## Begin
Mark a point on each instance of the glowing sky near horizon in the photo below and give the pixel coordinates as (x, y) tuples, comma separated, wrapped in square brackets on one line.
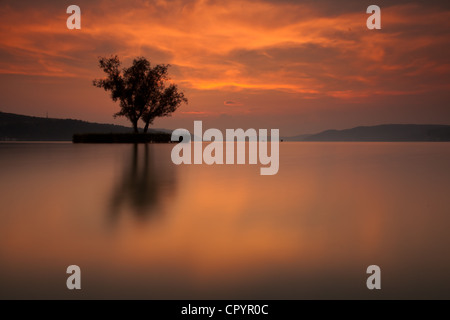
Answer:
[(301, 66)]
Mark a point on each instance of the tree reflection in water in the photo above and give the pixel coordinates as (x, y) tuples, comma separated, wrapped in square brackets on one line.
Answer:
[(144, 183)]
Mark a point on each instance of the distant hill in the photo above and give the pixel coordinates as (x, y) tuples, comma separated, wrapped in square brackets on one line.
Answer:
[(386, 132), (25, 128)]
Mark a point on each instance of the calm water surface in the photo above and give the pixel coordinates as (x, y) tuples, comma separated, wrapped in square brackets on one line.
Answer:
[(140, 227)]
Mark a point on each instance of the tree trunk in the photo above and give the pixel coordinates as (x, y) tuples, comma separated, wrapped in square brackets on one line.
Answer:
[(135, 129)]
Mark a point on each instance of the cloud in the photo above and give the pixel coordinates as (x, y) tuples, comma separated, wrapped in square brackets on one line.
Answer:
[(232, 103)]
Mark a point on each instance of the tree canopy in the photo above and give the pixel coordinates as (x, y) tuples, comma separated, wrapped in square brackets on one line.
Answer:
[(143, 91)]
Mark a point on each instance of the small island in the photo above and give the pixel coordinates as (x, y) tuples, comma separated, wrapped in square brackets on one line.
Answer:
[(154, 137)]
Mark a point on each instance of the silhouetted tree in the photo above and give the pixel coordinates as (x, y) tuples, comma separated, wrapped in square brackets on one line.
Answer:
[(141, 90)]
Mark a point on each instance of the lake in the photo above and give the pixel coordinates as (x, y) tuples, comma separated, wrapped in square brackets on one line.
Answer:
[(141, 227)]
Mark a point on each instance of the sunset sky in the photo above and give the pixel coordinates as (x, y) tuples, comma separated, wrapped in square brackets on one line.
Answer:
[(300, 66)]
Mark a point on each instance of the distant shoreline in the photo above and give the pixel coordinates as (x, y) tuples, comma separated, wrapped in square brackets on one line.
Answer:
[(14, 128)]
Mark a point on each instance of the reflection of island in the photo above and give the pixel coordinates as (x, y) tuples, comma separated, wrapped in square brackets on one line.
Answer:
[(144, 184)]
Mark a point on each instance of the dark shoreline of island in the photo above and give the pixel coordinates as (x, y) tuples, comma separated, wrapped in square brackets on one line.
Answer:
[(14, 127)]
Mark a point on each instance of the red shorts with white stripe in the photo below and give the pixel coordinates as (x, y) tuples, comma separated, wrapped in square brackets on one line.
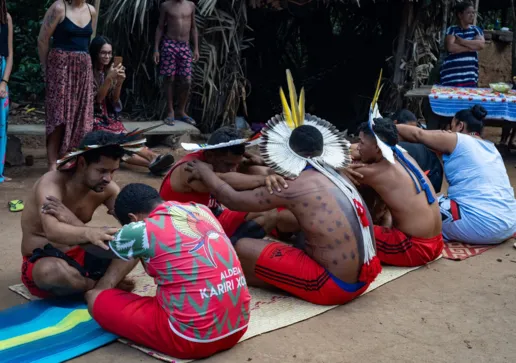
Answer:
[(292, 270), (395, 248), (142, 320)]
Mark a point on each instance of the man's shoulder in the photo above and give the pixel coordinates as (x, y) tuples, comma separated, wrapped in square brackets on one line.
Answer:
[(52, 178)]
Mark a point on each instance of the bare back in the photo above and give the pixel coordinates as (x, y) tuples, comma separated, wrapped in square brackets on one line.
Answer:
[(178, 14), (56, 184), (329, 222), (410, 211)]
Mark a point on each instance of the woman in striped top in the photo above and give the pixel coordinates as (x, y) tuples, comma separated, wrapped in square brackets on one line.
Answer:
[(460, 68)]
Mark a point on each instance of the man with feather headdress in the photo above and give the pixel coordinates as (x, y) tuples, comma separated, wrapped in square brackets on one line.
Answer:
[(57, 210), (337, 261), (409, 234)]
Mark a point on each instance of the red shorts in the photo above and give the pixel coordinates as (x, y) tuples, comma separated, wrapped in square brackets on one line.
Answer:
[(292, 270), (230, 221), (395, 248), (76, 253), (143, 321)]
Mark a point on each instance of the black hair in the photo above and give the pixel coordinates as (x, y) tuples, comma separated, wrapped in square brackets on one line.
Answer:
[(404, 116), (462, 7), (226, 134), (384, 128), (95, 47), (112, 149), (306, 140), (136, 198), (473, 118)]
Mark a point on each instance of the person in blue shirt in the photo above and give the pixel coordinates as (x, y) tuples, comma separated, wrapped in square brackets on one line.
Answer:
[(463, 41), (480, 205), (426, 158)]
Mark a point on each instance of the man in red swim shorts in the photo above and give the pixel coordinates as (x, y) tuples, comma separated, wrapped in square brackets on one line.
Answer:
[(410, 231), (55, 216), (202, 301), (174, 55), (236, 168), (334, 260)]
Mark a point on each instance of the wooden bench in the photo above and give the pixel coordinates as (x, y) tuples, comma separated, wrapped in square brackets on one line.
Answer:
[(179, 128), (434, 121)]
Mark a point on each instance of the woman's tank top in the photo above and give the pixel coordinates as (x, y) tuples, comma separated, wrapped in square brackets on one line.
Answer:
[(68, 36)]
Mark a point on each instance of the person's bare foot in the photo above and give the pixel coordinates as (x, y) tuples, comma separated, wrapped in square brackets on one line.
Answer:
[(169, 120), (126, 285)]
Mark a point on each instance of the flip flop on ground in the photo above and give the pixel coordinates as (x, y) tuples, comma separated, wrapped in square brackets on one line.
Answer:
[(187, 119), (169, 121), (16, 205), (161, 164)]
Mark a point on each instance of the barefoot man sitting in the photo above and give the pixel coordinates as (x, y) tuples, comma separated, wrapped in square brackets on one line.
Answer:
[(337, 261), (227, 156), (202, 302), (59, 206), (174, 56), (410, 234)]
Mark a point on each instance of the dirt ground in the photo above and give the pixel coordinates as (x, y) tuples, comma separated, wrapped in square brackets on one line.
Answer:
[(447, 312)]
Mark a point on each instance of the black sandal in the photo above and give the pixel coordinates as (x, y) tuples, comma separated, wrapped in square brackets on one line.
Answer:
[(161, 164)]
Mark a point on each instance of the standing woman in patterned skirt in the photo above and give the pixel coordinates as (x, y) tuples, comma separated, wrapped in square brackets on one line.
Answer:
[(68, 75), (6, 64)]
## End
- **Request**
Transcribe all of the rows above verbatim, leaving out the pictures.

- **Result**
Mark a point on each instance of the glowing sky near horizon in the photo below and give the pixel coordinates as (x, y) tuples, comma separated, wrapped in square brackets on one line.
Answer:
[(301, 66)]
Mark a point on each instance of the tree reflection in water in the photo above and give the pixel coordinates as (x, y) tuples, comma separated, wrapped in square brackets on one line.
Answer:
[(144, 183)]
Mark a point on each instance of the distant hill in the photo above and give the pixel coordinates as (x, y) tuples, comma separated, wrapped in square brackets on one line.
Answer:
[(386, 132), (25, 128)]
Mark a point on each instance of the calm water surface in the photo above and give the pixel coordinates as (x, y) tuples, comma separated, wrapped in square brackets on one line.
Answer:
[(140, 227)]
Mark a point on each instance of the tree trunk in the photo above and give the pixel coordinates as (x, y) tuples, comma separated, wrapped in square brackets on one line.
Answer:
[(135, 129)]
Mark a point on each instance of the cloud in the photo above and give the pixel coordinates as (x, y) tuples, comma separated, wrapped in square brackets on one line.
Answer:
[(232, 103)]
Mark a point on each instance of the tree canopy in the photo above and give the pixel coordinates as (x, y) tuples, comma separated, wrapped in square brackets on one line.
Answer:
[(143, 91)]
Mark a point on each instance of the small island in the photo above and give the pixel coordinates as (x, y) tuples, comma separated, wrapped in square brackets on one line.
Answer:
[(154, 137)]
Mark a point on each instance of the silhouetted tree in the photo above and give the pixel coordinates as (x, y) tuples, comma separated, wrapped in square brackets on one line.
Answer:
[(141, 90)]
Mark a point on each instance of the lake in the photo above and give the pixel coordinates as (x, y) tuples, comma separated, wrapped in square brackets on one line.
Answer:
[(141, 227)]
Mark a point on each instance of the sunset sky in the photo above and give the pixel coordinates as (x, y) tuples, comma separated, wrapped in square brackets on one line.
Answer:
[(300, 66)]
Mark a point on each instance of the distant shoreline in the photo above and give the pixel coordinates as (x, y) tuples, comma separated, wrapped in square brackets on one line.
Answer:
[(14, 128)]
Mark a point on each instance of the reflection of island in the photo above and give the pixel coordinates as (x, y) tuples, comma separated, wrapped in square brackets on one line.
Answer:
[(144, 184)]
Mark a point on each instance of the dark shoreline of island in the photo above and give the pixel coordinates as (x, y) tuples, comma separated, wrapped in square brackets on one line.
Answer:
[(14, 127)]
Mark a point on each instance of the red shorts with white stripe in the photo below and give the pixel coordinates as (x, y) tuples, comma separated, wrapped in square brackets on one line.
Answer:
[(292, 270), (395, 248), (142, 320)]
Mark a point on each instance of the man's shoulder in the photo above and give the pixel coordinates as (x, y) tuples, comma separated, wrapped in square brackets on one line.
Answer:
[(52, 178)]
Mark a point on each instance of the bare back in the photo above and give the pixel coordinates as (x, y) tuples, comma separated, wrapped in square brackets on one line.
Answer:
[(178, 14), (56, 184), (329, 222), (410, 211)]
Mark a point on each instance of the woman in striped top in the photo above and give the pixel coordinates as (x, y) tuples, comma separated, wrapped in square brackets on one line.
Answer:
[(460, 68)]
Mark a point on each instance of the man with feather headdress in the photo above and give the pixel coordinates as (x, y) tuples, comma separated, wrapped in square brackets on one line.
Answer:
[(57, 210), (337, 261), (409, 234)]
Mark a point on each instance of the red shorts in the photo above and give the pixel coordinates as (x, y) tuples, comma separated, wrapped in square brackets on one line.
Answer:
[(292, 270), (230, 221), (395, 248), (76, 253), (143, 321)]
Mark a point on each instance of the black hair in the photo above and give the pixel coordinates as (x, y) tuples, comma separated, wrapped in square brackets on one line.
Answer:
[(404, 116), (462, 7), (226, 134), (384, 128), (95, 47), (112, 149), (306, 140), (136, 198), (473, 118)]
Mark a point on each instance of the person in blue shirt in the photo above and give the pixel coordinates as (x, y) tuples, comma separated, wrapped in square brackets on one line.
Answer:
[(463, 41), (480, 205), (426, 158)]
Mark a point on each instance of the man in red swim shorts in the photo above and give the pixel coordinates as (x, y) tuples, comma separated, wrapped in square brackets on one line.
Answer:
[(410, 231), (55, 216), (202, 301), (174, 55), (236, 168), (334, 260)]
Mark a point on each instance of the wooden bench in the photo above and give the pixel coordinates as (x, y) tuples, comma separated, wrapped in square brackets on one line.
Answer:
[(179, 128), (434, 121)]
Mark a point on each instance of the woman's tank top in the photo above and give the pixel coordinates as (x, y) tuples, comma separated, wrapped in square brackets on one line.
Answer:
[(68, 36)]
Mark a point on each instance of the person's bare foot in the photo above and give the pixel coordinates as (x, y) tuples, comma separated, wrapped in square brackets on one line.
Answer:
[(169, 120), (126, 285)]
Mark a point on each instance of the flip flop on ground in the photo above and give the pixel coordinates as (x, y) tuples, comma separated, wrapped in square brackets on one line.
Answer:
[(187, 119), (169, 121), (16, 205), (161, 164)]
Mark a point on each instance of the barefoot man sitting in the photo above and give the pixel coordinates as (x, y) tuples, comma separated, wrapped in square brackets on one line.
Answer:
[(337, 261), (227, 156), (202, 302), (59, 206), (174, 56), (410, 234)]
Mark a point on each instance of the dirt ground in the photo above and give the pixel coordinates as (x, y) tuples, comma separated, wrapped in square brackets on one line.
Answer:
[(447, 312)]
Mark a point on each instance of the black sandal in the photo above and give the pixel coordinates as (x, y) tuples, comma separated, wrapped in square brackets on one line.
Answer:
[(161, 164)]
Mark a point on each instance of the standing woman in patterned skirt in the photo above and give the pixel coordinates as (x, y) tuples, comma separated, wrapped in square brackets on one line.
Answer:
[(68, 75), (6, 64)]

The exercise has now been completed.